ESTRATTO DEL DOCUMENTO:
Non profit

Davvero al sociale non servono le logiche “aziendalistiche”?

Fermo restando che il sociale ha logiche proprie, davvero non possiamo apprendere proprio nulla da alcune aziende profit? Davvero processi e strumenti di origine profit che possono renderci più efficaci ed efficienti sono così lontani dalla nostra missione? Io credo di no

di Christian Elevati

Recentemente Fabrizio Floris ha sollevato un tema che ricorre frequentemente anche nella mia esperienza di consulente: il rischio, per chi lavora nel sociale, di perdere col tempo l’idealità, la vicinanza alle persone e l’autentica passione solidaristica. Floris sembra attribuire in buona parte questa conseguenza alle Fondazioni (cita in particolare quelle di origine bancaria), ree di avere introdotto la cultura aziendale e di mercato in un settore dove entrano in gioco altre logiche. In un passaggio in particolare parla di “colonizzazione del sociale in termini di pratiche, modelli, processi”. E aggiunge: “tutte le figure professionali del sociale (operatori, educatori, psicologi…) stanno diventando project manager e i progetti prodotti da vendere”. In questo modo si finisce per “premiare più la forma della sostanza”. Il sociale ha infatti altri fini e modalità di intervento: il suo obiettivo non sarebbe eccellere, ma diventare inutile; stare dalla parte delle persone, cambiare la società e non stare dalla parte dei finanziamenti.

CONSEGNA 1:
Riporta per intero l'estratto del documento, senza alcuna modifica.

DATI DEL COMPITO:
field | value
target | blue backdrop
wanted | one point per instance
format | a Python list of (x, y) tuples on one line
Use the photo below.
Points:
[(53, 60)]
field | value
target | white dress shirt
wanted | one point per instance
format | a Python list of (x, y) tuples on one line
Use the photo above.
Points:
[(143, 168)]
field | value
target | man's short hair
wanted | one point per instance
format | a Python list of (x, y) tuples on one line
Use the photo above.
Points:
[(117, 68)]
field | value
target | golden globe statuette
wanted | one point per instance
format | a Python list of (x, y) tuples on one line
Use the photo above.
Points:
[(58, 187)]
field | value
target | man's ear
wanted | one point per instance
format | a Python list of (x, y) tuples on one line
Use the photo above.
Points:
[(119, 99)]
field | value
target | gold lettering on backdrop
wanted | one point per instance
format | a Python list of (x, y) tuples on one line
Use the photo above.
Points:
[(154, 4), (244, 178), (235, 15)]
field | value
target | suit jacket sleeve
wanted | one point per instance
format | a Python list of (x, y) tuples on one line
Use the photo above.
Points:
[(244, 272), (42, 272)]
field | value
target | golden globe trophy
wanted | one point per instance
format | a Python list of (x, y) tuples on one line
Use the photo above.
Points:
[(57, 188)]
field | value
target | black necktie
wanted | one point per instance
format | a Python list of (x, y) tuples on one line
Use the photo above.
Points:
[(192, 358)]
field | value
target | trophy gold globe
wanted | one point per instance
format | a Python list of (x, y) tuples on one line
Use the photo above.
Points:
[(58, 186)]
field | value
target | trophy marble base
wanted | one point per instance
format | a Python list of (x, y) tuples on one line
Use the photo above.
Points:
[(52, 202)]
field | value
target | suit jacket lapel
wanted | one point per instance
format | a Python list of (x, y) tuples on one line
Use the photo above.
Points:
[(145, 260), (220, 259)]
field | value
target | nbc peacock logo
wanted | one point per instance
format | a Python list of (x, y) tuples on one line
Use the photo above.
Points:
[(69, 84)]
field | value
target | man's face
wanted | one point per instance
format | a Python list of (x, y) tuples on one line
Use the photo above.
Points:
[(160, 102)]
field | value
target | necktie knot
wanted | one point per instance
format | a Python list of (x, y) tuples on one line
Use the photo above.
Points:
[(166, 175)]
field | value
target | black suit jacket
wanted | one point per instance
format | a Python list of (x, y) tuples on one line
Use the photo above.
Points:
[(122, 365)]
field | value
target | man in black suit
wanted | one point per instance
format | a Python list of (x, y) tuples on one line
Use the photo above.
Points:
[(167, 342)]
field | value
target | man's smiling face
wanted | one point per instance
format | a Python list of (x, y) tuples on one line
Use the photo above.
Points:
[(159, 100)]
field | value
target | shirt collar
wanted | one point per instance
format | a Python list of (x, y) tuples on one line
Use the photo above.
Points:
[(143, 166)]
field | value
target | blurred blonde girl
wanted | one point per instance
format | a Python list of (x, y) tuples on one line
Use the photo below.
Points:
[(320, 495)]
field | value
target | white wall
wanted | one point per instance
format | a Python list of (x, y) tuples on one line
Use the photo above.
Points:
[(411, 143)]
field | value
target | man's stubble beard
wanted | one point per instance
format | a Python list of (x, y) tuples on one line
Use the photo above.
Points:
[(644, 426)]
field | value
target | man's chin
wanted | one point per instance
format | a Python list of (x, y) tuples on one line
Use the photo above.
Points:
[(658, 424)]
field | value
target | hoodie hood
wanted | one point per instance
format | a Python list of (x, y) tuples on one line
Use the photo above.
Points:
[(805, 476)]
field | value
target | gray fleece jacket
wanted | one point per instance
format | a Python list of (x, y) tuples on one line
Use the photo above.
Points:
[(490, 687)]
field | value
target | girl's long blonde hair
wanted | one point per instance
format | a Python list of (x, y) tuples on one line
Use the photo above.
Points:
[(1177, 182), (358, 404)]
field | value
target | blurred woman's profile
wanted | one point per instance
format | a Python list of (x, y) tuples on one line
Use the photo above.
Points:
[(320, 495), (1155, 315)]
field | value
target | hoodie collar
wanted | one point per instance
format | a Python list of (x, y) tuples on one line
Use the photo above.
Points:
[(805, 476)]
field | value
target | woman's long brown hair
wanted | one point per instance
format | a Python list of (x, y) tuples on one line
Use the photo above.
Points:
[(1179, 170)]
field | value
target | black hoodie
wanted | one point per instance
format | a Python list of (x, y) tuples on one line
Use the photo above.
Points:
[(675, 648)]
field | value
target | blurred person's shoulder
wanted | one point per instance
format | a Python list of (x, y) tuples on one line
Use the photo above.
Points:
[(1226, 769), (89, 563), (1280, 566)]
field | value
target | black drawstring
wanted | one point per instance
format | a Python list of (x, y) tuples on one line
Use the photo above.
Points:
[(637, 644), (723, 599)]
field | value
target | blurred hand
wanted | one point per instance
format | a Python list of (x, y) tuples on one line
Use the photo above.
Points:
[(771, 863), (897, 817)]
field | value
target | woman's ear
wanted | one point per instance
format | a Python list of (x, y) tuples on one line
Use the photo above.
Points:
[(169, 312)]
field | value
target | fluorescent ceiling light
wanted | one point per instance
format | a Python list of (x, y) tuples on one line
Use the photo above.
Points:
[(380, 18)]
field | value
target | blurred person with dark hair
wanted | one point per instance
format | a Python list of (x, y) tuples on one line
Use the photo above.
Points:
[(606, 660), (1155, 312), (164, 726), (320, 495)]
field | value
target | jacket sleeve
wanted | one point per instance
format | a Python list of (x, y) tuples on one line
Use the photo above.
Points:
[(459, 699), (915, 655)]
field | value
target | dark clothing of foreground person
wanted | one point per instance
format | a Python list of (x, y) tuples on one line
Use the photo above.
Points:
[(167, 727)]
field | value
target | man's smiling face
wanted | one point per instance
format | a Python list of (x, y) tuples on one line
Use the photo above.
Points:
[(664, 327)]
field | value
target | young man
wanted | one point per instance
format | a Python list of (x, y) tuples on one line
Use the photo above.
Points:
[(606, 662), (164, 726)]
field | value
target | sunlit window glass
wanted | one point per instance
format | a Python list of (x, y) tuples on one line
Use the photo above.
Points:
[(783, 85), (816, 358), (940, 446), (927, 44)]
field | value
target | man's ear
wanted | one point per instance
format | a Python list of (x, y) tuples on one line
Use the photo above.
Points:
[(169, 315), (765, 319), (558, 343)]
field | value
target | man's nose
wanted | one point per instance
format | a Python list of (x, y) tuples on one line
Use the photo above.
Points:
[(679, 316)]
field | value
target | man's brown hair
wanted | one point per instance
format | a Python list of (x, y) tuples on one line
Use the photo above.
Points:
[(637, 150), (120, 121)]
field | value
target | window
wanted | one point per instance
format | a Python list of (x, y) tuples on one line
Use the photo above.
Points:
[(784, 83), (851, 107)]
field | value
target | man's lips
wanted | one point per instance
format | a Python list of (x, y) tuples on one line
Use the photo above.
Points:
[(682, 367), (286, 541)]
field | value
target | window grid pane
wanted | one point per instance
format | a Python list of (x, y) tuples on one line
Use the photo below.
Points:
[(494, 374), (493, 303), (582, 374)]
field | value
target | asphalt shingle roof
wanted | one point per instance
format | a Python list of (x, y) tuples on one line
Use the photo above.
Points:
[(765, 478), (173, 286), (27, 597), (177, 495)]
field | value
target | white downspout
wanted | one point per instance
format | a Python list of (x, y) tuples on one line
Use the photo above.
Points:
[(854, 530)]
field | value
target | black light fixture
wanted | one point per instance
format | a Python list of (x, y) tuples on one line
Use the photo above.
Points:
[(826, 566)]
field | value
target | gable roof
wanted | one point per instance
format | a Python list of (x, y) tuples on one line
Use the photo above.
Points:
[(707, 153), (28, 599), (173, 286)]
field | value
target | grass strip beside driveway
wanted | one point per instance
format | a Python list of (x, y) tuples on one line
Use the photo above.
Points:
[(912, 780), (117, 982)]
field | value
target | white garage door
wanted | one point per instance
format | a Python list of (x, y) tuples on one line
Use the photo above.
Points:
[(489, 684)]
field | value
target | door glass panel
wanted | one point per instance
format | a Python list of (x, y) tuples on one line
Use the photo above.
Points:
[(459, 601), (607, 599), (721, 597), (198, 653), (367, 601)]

CONSEGNA 2:
Trasforma in una lista JSON di stringhe il tratto dei record che va dal loro inizio fino alla riga che contiene "[(143, 168)]", compresa. Scrivi una stringa per ogni riga e tralascia le righe vuote.

RISULTATO 1:
Non profit

Davvero al sociale non servono le logiche “aziendalistiche”?

Fermo restando che il sociale ha logiche proprie, davvero non possiamo apprendere proprio nulla da alcune aziende profit? Davvero processi e strumenti di origine profit che possono renderci più efficaci ed efficienti sono così lontani dalla nostra missione? Io credo di no

di Christian Elevati

Recentemente Fabrizio Floris ha sollevato un tema che ricorre frequentemente anche nella mia esperienza di consulente: il rischio, per chi lavora nel sociale, di perdere col tempo l’idealità, la vicinanza alle persone e l’autentica passione solidaristica. Floris sembra attribuire in buona parte questa conseguenza alle Fondazioni (cita in particolare quelle di origine bancaria), ree di avere introdotto la cultura aziendale e di mercato in un settore dove entrano in gioco altre logiche. In un passaggio in particolare parla di “colonizzazione del sociale in termini di pratiche, modelli, processi”. E aggiunge: “tutte le figure professionali del sociale (operatori, educatori, psicologi…) stanno diventando project manager e i progetti prodotti da vendere”. In questo modo si finisce per “premiare più la forma della sostanza”. Il sociale ha infatti altri fini e modalità di intervento: il suo obiettivo non sarebbe eccellere, ma diventare inutile; stare dalla parte delle persone, cambiare la società e non stare dalla parte dei finanziamenti.

RISULTATO 2:
[
  "field | value",
  "target | blue backdrop",
  "wanted | one point per instance",
  "format | a Python list of (x, y) tuples on one line",
  "Use the photo below.",
  "Points:",
  "[(53, 60)]",
  "field | value",
  "target | white dress shirt",
  "wanted | one point per instance",
  "format | a Python list of (x, y) tuples on one line",
  "Use the photo above.",
  "Points:",
  "[(143, 168)]"
]